● **Set task**
Collect every line of the listing below that contains the string "stripe", treating uppercase and lowercase letters as different.

● **Supplied data**

* * *

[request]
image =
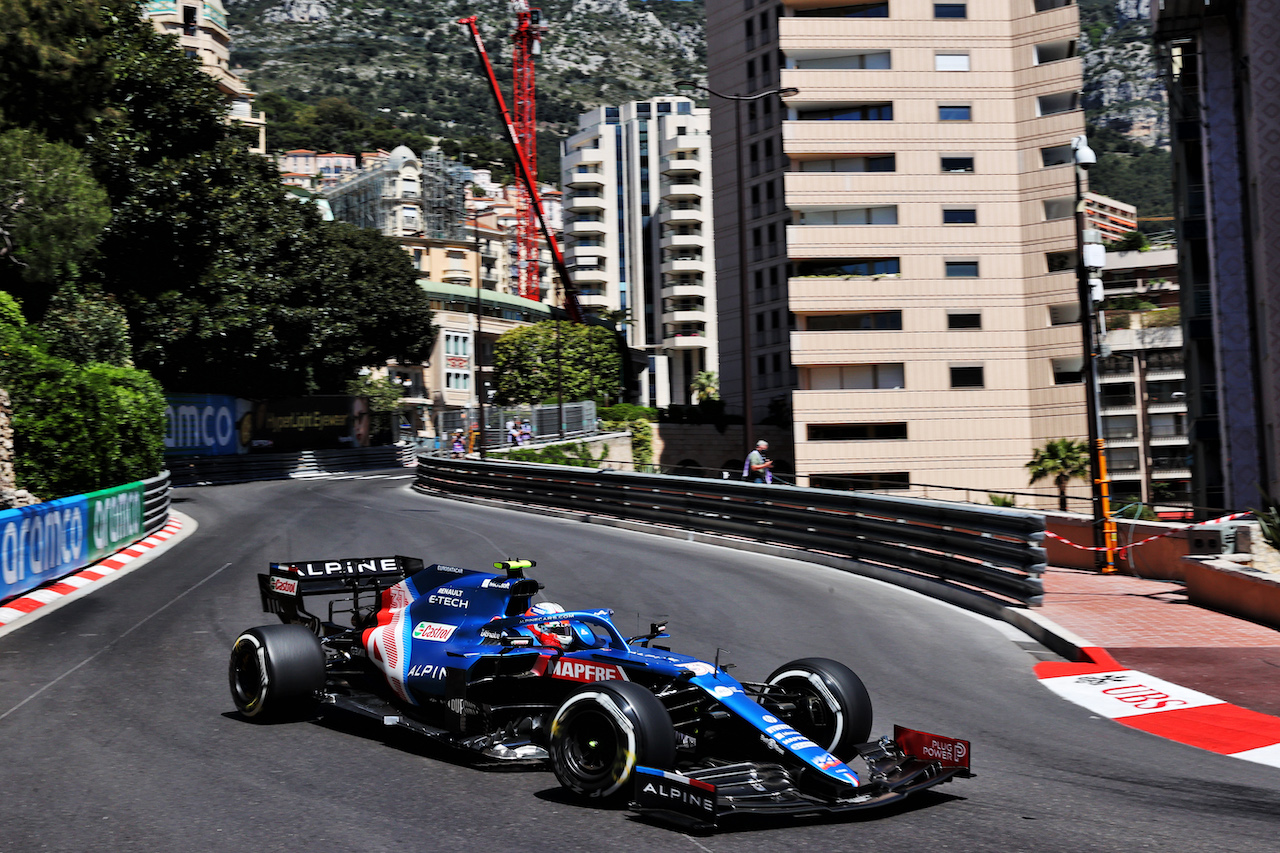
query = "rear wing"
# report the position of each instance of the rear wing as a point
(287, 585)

* * *

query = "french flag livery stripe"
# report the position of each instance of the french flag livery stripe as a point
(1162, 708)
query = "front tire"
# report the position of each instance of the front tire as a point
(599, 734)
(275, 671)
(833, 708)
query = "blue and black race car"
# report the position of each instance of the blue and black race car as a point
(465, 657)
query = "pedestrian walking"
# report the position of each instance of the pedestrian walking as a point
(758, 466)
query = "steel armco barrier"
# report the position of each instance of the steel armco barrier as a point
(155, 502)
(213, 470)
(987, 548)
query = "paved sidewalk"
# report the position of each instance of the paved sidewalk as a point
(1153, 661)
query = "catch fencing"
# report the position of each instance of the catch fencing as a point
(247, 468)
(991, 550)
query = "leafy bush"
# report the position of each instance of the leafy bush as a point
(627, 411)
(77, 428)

* * *

● **Reply**
query = "french flag livery stripe"
# report the position of each instance of the french flag livery stripe as a point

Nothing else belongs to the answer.